» Selected passage
3. Applicability of Usury Law to Forbearance Fees Collected by Judgment Creditor
The question presented by these appeals is not the broader one of whether the usury law has some bearing upon interest levied upon judgments. Plainly, the usury law refers to judgments in that it affords the Legislature authority to set a maximum statutory rate of interest on judgments. (Cal. Const., art. XV, § 1.) The Legislature cannot set the statutory rate above the constitutional maximum (ibid.), and a court is bound to apply the statutory rate in determining whether a judgment has been satisfied. (See Code Civ. Proc., § 695.210, subd. (b).) The inquiry here does not turn on limitations placed on the Legislature's authority to set a statutory interest rate applied to judgments. Rather, the issue is more appropriately framed as whether the usury law prohibits a judgment creditor from accepting a forbearance fee in addition to the statutory interest automatically applied by a court to a judgment. As we explain, the usury law does not extend liability in this circumstance.
We are presented with a question of statutory interpretation. In a case such as this one, where the law is enacted and amended by initiatives presented to the voters, we apply standard rules of statutory construction. (People v. Superior Court (Pearson ) (2010) 48 Cal.4th 564, 571.) “We first consider the initiative's language, giving the words their ordinary meaning and construing this language in the context of the statute and initiative as a whole. If the language is not ambiguous, we presume the voters intended the meaning apparent from that language, and we may not add to the statute or rewrite it to conform to some assumed intent not apparent from that language. If the language is ambiguous, courts may consider ballot summaries and arguments in determining the voters' intent and understanding of a ballot measure.” (Ibid.)
Turning to the language of the usury law, the provisions prohibiting usury are found in Civil Code section 1916–2 and article XV, section 1 of the California Constitution. As noted above, the prohibitions apply to any usurious “loan or forbearance of any money, goods or things in action․” (Civ.Code, § 1916–2; Cal. Const., art. XV, § 1.) The provisions omit mention of judgments. Likewise, civil liability for usury, including the right to recover treble damages, is limited to persons or entities that receive usurious interest on “any loan or forbearance of money, credit, goods, or things in action․” (Civ.Code, § 1916–3, subds.(a) & (b).) Again, the provision does not refer to judgments.

Region labeling entries

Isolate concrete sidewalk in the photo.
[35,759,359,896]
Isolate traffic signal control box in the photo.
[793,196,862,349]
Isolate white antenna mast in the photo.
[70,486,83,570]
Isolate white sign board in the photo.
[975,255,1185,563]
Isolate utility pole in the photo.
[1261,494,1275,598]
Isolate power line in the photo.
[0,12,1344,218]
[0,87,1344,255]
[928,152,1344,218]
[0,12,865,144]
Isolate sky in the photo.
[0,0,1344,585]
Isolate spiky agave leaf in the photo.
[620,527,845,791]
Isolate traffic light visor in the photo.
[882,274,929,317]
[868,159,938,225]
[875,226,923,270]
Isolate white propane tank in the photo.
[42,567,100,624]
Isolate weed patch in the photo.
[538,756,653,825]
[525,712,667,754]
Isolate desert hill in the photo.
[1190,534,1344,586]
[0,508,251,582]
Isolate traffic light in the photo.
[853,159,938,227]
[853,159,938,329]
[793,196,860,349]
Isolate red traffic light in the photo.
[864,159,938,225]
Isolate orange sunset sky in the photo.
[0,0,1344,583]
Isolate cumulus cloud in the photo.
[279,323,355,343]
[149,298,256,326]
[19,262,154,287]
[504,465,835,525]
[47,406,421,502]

» Objective
Please return the part of the usury law passage starting at "Turning to the" and ending at "refer to judgments.", copied word for word. These entries were taken from a different source than the text.

» Exercise response
Turning to the language of the usury law, the provisions prohibiting usury are found in Civil Code section 1916–2 and article XV, section 1 of the California Constitution. As noted above, the prohibitions apply to any usurious “loan or forbearance of any money, goods or things in action․” (Civ.Code, § 1916–2; Cal. Const., art. XV, § 1.) The provisions omit mention of judgments. Likewise, civil liability for usury, including the right to recover treble damages, is limited to persons or entities that receive usurious interest on “any loan or forbearance of money, credit, goods, or things in action․” (Civ.Code, § 1916–3, subds.(a) & (b).) Again, the provision does not refer to judgments.